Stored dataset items
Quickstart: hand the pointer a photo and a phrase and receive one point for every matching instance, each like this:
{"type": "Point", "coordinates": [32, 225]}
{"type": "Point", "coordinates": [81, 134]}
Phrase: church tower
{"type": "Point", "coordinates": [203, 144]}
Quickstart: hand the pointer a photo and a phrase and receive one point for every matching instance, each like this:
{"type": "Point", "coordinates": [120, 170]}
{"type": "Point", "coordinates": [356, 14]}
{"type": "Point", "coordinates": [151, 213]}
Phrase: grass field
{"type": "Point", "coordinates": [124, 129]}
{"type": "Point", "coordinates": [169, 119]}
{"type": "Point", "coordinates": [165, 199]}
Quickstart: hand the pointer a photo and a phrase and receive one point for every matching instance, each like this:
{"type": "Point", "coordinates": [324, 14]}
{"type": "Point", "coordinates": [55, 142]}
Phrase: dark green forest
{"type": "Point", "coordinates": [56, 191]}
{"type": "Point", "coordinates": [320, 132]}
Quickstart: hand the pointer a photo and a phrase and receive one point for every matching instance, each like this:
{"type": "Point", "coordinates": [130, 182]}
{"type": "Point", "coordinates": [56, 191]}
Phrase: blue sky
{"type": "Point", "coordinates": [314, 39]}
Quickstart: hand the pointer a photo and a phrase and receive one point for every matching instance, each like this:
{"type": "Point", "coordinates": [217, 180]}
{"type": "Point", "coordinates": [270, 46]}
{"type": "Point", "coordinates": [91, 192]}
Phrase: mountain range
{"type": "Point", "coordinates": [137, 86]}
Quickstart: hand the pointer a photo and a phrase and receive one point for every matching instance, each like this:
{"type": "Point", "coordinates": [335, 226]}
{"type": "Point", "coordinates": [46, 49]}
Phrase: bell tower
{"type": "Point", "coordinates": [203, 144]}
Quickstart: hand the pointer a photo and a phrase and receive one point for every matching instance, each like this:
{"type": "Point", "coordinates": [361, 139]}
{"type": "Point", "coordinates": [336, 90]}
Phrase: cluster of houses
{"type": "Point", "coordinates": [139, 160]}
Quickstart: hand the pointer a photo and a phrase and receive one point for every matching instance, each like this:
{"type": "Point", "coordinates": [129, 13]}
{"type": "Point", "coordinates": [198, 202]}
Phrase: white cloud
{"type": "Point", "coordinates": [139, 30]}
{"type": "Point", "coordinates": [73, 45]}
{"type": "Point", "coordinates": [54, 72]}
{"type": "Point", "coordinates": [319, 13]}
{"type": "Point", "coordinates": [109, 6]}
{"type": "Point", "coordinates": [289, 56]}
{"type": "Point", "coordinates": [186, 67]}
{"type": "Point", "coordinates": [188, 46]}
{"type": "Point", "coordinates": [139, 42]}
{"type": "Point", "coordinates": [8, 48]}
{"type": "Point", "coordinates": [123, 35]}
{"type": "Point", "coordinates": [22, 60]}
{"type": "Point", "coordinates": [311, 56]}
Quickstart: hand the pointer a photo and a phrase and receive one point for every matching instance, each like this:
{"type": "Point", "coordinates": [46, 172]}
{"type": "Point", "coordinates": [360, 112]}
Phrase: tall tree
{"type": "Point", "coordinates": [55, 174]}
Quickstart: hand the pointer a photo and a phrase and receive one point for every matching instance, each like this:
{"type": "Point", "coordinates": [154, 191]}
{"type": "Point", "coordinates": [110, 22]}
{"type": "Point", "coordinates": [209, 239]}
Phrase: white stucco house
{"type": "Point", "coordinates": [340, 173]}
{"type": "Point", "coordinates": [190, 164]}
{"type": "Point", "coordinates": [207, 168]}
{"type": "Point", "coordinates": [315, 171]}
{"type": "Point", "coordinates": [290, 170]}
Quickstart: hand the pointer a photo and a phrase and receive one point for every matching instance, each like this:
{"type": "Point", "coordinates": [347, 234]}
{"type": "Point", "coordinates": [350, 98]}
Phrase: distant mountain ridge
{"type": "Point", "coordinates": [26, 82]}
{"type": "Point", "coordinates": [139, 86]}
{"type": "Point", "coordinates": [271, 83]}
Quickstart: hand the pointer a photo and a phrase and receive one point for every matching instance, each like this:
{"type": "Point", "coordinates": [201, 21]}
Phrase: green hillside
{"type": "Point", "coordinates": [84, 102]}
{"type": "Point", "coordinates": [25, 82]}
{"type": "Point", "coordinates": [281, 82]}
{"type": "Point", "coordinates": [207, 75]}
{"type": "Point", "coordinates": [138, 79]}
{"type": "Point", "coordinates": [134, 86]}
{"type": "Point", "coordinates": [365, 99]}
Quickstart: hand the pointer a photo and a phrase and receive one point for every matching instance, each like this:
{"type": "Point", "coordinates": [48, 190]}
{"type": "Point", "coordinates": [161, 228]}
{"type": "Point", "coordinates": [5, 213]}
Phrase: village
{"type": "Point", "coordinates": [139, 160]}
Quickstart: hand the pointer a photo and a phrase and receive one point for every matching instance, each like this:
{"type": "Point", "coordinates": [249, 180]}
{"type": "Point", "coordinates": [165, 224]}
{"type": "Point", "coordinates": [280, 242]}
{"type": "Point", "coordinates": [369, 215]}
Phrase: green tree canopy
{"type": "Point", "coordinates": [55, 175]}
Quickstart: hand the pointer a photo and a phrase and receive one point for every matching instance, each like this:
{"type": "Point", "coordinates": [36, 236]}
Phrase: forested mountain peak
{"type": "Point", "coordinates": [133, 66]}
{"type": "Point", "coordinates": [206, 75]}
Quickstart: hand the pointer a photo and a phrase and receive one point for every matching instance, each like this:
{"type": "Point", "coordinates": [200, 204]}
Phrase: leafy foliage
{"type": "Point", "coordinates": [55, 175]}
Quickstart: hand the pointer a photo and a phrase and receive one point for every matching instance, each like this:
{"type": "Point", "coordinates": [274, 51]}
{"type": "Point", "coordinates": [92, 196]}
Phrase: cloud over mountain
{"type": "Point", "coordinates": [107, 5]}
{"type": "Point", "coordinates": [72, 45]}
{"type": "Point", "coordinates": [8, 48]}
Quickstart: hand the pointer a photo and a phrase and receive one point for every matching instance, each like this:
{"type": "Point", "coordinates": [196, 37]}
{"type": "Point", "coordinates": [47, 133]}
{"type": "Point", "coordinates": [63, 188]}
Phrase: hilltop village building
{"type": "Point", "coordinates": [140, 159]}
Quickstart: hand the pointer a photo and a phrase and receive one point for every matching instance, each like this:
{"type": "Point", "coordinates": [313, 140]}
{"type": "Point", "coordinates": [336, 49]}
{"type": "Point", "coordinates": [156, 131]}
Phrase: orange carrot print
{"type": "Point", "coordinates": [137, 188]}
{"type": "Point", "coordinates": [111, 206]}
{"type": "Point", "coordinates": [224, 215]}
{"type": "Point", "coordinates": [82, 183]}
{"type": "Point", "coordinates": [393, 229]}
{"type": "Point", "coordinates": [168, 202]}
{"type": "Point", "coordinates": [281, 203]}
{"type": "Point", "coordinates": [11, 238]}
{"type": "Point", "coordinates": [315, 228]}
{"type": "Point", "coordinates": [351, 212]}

§ Your task:
Return the data in full, exactly as it appears above.

§ Task result:
Quickstart: hand the pointer a photo and a phrase and receive one point for every matching instance, each like this:
{"type": "Point", "coordinates": [32, 225]}
{"type": "Point", "coordinates": [81, 134]}
Phrase: church tower
{"type": "Point", "coordinates": [203, 144]}
Quickstart: hand the pointer a photo and a phrase and receive one point for every matching instance, each like this:
{"type": "Point", "coordinates": [120, 170]}
{"type": "Point", "coordinates": [356, 14]}
{"type": "Point", "coordinates": [151, 213]}
Phrase: grass field
{"type": "Point", "coordinates": [124, 129]}
{"type": "Point", "coordinates": [169, 119]}
{"type": "Point", "coordinates": [165, 199]}
Quickstart: hand the pointer a photo and a phrase and receive one point for every matching instance, each like this:
{"type": "Point", "coordinates": [324, 14]}
{"type": "Point", "coordinates": [55, 142]}
Phrase: dark green forest
{"type": "Point", "coordinates": [56, 191]}
{"type": "Point", "coordinates": [320, 132]}
Quickstart: hand the pointer a photo and a phrase and receive one point for every matching instance, each like this:
{"type": "Point", "coordinates": [130, 182]}
{"type": "Point", "coordinates": [56, 191]}
Phrase: blue sky
{"type": "Point", "coordinates": [314, 39]}
Quickstart: hand the pointer a photo and a phrase and receive one point for every matching instance, each like this:
{"type": "Point", "coordinates": [217, 180]}
{"type": "Point", "coordinates": [270, 46]}
{"type": "Point", "coordinates": [91, 192]}
Phrase: mountain range
{"type": "Point", "coordinates": [137, 86]}
Quickstart: hand the pointer a photo and a phrase and receive one point for every matching instance, each like this:
{"type": "Point", "coordinates": [335, 226]}
{"type": "Point", "coordinates": [46, 49]}
Phrase: bell tower
{"type": "Point", "coordinates": [203, 144]}
Quickstart: hand the pointer a photo and a phrase and receive one point for every matching instance, each like this:
{"type": "Point", "coordinates": [361, 139]}
{"type": "Point", "coordinates": [336, 90]}
Phrase: cluster of houses
{"type": "Point", "coordinates": [139, 160]}
Quickstart: hand the pointer a photo and a phrase and receive one point for every matching instance, each like this:
{"type": "Point", "coordinates": [129, 13]}
{"type": "Point", "coordinates": [198, 202]}
Phrase: white cloud
{"type": "Point", "coordinates": [139, 30]}
{"type": "Point", "coordinates": [73, 45]}
{"type": "Point", "coordinates": [54, 72]}
{"type": "Point", "coordinates": [319, 13]}
{"type": "Point", "coordinates": [109, 6]}
{"type": "Point", "coordinates": [289, 56]}
{"type": "Point", "coordinates": [186, 67]}
{"type": "Point", "coordinates": [188, 46]}
{"type": "Point", "coordinates": [139, 42]}
{"type": "Point", "coordinates": [8, 48]}
{"type": "Point", "coordinates": [123, 35]}
{"type": "Point", "coordinates": [22, 60]}
{"type": "Point", "coordinates": [311, 56]}
Quickstart: hand the pointer a photo and a phrase and receive one point for every matching instance, each like this:
{"type": "Point", "coordinates": [46, 172]}
{"type": "Point", "coordinates": [360, 112]}
Phrase: tall tree
{"type": "Point", "coordinates": [55, 174]}
Quickstart: hand the pointer a photo and a phrase and receive one point for every matching instance, each like this:
{"type": "Point", "coordinates": [154, 191]}
{"type": "Point", "coordinates": [110, 22]}
{"type": "Point", "coordinates": [209, 239]}
Phrase: white stucco house
{"type": "Point", "coordinates": [340, 173]}
{"type": "Point", "coordinates": [190, 164]}
{"type": "Point", "coordinates": [207, 168]}
{"type": "Point", "coordinates": [315, 171]}
{"type": "Point", "coordinates": [290, 170]}
Quickstart: hand the pointer a photo and a phrase and receive one point for every matching instance, each like this:
{"type": "Point", "coordinates": [347, 234]}
{"type": "Point", "coordinates": [350, 98]}
Phrase: distant mountain ridge
{"type": "Point", "coordinates": [26, 82]}
{"type": "Point", "coordinates": [139, 86]}
{"type": "Point", "coordinates": [271, 83]}
Quickstart: hand the pointer a photo and a phrase and receive one point for every matching instance, each like this:
{"type": "Point", "coordinates": [201, 21]}
Phrase: green hillside
{"type": "Point", "coordinates": [84, 102]}
{"type": "Point", "coordinates": [25, 82]}
{"type": "Point", "coordinates": [281, 82]}
{"type": "Point", "coordinates": [207, 75]}
{"type": "Point", "coordinates": [138, 79]}
{"type": "Point", "coordinates": [134, 86]}
{"type": "Point", "coordinates": [365, 99]}
Quickstart: hand the pointer a photo and a phrase and receive one point for every matching instance, each like this:
{"type": "Point", "coordinates": [48, 190]}
{"type": "Point", "coordinates": [161, 228]}
{"type": "Point", "coordinates": [5, 213]}
Phrase: village
{"type": "Point", "coordinates": [139, 160]}
Quickstart: hand the pointer a photo and a phrase and receive one point for every matching instance, each like this:
{"type": "Point", "coordinates": [249, 180]}
{"type": "Point", "coordinates": [165, 224]}
{"type": "Point", "coordinates": [280, 242]}
{"type": "Point", "coordinates": [369, 215]}
Phrase: green tree canopy
{"type": "Point", "coordinates": [55, 175]}
Quickstart: hand the pointer a photo and a phrase and receive one point for every matching instance, each like this:
{"type": "Point", "coordinates": [36, 236]}
Phrase: forested mountain peak
{"type": "Point", "coordinates": [133, 66]}
{"type": "Point", "coordinates": [206, 75]}
Quickstart: hand the pointer a photo and a phrase and receive one point for every matching instance, each like this:
{"type": "Point", "coordinates": [200, 204]}
Phrase: leafy foliage
{"type": "Point", "coordinates": [55, 175]}
Quickstart: hand the pointer a photo and a phrase and receive one point for every matching instance, each like this:
{"type": "Point", "coordinates": [274, 51]}
{"type": "Point", "coordinates": [92, 196]}
Phrase: cloud over mountain
{"type": "Point", "coordinates": [107, 5]}
{"type": "Point", "coordinates": [72, 45]}
{"type": "Point", "coordinates": [8, 48]}
Quickstart: hand the pointer a photo and a phrase and receive one point for every matching instance, each like this:
{"type": "Point", "coordinates": [196, 37]}
{"type": "Point", "coordinates": [47, 133]}
{"type": "Point", "coordinates": [63, 188]}
Phrase: hilltop village building
{"type": "Point", "coordinates": [140, 159]}
Quickstart: hand the pointer a photo and a phrase and receive one point for every matching instance, each like this:
{"type": "Point", "coordinates": [313, 140]}
{"type": "Point", "coordinates": [336, 49]}
{"type": "Point", "coordinates": [156, 131]}
Phrase: orange carrot print
{"type": "Point", "coordinates": [137, 188]}
{"type": "Point", "coordinates": [111, 206]}
{"type": "Point", "coordinates": [224, 215]}
{"type": "Point", "coordinates": [82, 183]}
{"type": "Point", "coordinates": [393, 229]}
{"type": "Point", "coordinates": [168, 202]}
{"type": "Point", "coordinates": [281, 203]}
{"type": "Point", "coordinates": [11, 238]}
{"type": "Point", "coordinates": [315, 228]}
{"type": "Point", "coordinates": [351, 212]}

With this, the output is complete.